BEGIN Extract provided

When someone says it’s only about calories in vs calories out and you can eat whatever you want as long as you’re following the calories in vs calories out rule I first look at the environment they’re in. Most of the time they’re in the most least amount of stress state possible, having no high pressure job, no goals outside of looking good for Instagram and they usually have endless amounts of time to be able to train and eat healthy. If I was in that same environment I too would be able to get away with more of a loose approach to nutrition. A lot of people were able to from their early to mid 20’s being able to drink excessively and get away with it.

Then something changes, there’s more responsibilities which often has stress.

The people that come in to see us are sometimes in high pressure situations for work, have only limited amounts of time to train and prepare their meals and most of them have family and kids to take care of as their most important priority.

They don’t have a carefree and stress free environment.

The whole eat whatever you want as long as it’s less won’t cut it for them and doesn’t work simply because their environment is different. When you’re at this point the limited amount of time that you have to eat must contain nutrient dense foods that provide more bang for your buck, otherwise you’re running the gauntlet of creating a form of gut permeability and having the symptoms that come along with it.

END Extract provided
BEGIN Dataset extract

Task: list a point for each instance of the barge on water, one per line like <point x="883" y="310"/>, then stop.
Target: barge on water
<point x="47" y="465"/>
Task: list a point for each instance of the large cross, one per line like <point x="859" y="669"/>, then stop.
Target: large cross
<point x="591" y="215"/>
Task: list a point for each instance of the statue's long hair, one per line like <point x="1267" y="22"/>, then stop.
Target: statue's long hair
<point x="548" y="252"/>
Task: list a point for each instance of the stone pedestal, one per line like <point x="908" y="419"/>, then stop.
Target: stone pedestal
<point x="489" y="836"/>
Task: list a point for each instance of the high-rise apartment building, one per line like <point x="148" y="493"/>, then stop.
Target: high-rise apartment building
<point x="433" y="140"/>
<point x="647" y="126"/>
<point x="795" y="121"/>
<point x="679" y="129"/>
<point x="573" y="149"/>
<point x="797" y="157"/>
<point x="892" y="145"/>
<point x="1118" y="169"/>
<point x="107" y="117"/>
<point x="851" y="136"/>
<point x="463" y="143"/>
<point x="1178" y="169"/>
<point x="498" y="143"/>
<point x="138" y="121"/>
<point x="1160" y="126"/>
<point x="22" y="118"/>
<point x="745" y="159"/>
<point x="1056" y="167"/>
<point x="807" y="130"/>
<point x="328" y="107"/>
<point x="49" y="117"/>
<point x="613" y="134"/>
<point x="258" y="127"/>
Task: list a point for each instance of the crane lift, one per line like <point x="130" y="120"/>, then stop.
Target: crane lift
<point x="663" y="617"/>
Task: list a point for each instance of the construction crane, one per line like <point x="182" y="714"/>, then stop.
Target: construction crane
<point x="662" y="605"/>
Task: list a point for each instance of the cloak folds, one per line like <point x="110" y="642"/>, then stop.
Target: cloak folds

END Dataset extract

* Prompt 1:
In the text on calories in versus calories out, what do most of the people described as coming in to see "us" have as their most important priority?
* Prompt 2:
Swap "nutrient dense foods" for "whole foods" in the stretch of the calories text from "The whole eat" through "along with it.", and give that stretch again.
* Prompt 3:
Write the next part of the text on calories in versus calories out, picking up after its final sentence.

* Response 1:
Taking care of their family and kids.

* Response 2:
The whole eat whatever you want as long as it’s less won’t cut it for them and doesn’t work simply because their environment is different. When you’re at this point the limited amount of time that you have to eat must contain whole foods that provide more bang for your buck, otherwise you’re running the gauntlet of creating a form of gut permeability and having the symptoms that come along with it.

* Response 3:
4. Importance of a stool test

You can get numbers on the levels and different types microbiome in your gut through a stool test. The benefit of this is that you’re wasting time or playing any guessing games. You know exactly what’s low, what’s causing certain strains of good bacteria to be low or if you have any forms of yeast infections (Candida) or bacterial overgrowth (SIBO).

By knowing you can then take steps to address your gut health with confidence.

At the moment we have a woman working with us in training and after a stool test was recommended by the practitioner reading her results to undergo a lower to no carb diet to get rid of her SIBO, which makes total sense because sugar and carbs would further feed the bacterial overgrowth she’s got.

Once that procedures done she can then slowly start to implement more carbs to her diet which will align with her performance training goals.

5. There’s no one nutrition template

There’s many factors that are going to determine what type of nutrition template is going to best for you at this point in time. Once that nutrition template has done its job it’s most likely that you’re going to require another nutrition template to get you to the next goal. 

How nutrition templates can change depending on your goals:

  • SIBO – low carb, fodmap
  • Weight loss – carb backloading
  • Training performance – carb timing (before and after training)
  • Body composition & performance – macro split

On the back end of these nutrition templates you would take into consideration how many calories a person is able to absorb in their current situation plus the amount of calories, protein, fats and carbs they would be having throughout the day.

What’s more important than nutrition templates and ‘diets’ is your principles for nutrition, developing principals that work for your overall lifestyle but can be made to fit into different nutrition templates depending on your goals.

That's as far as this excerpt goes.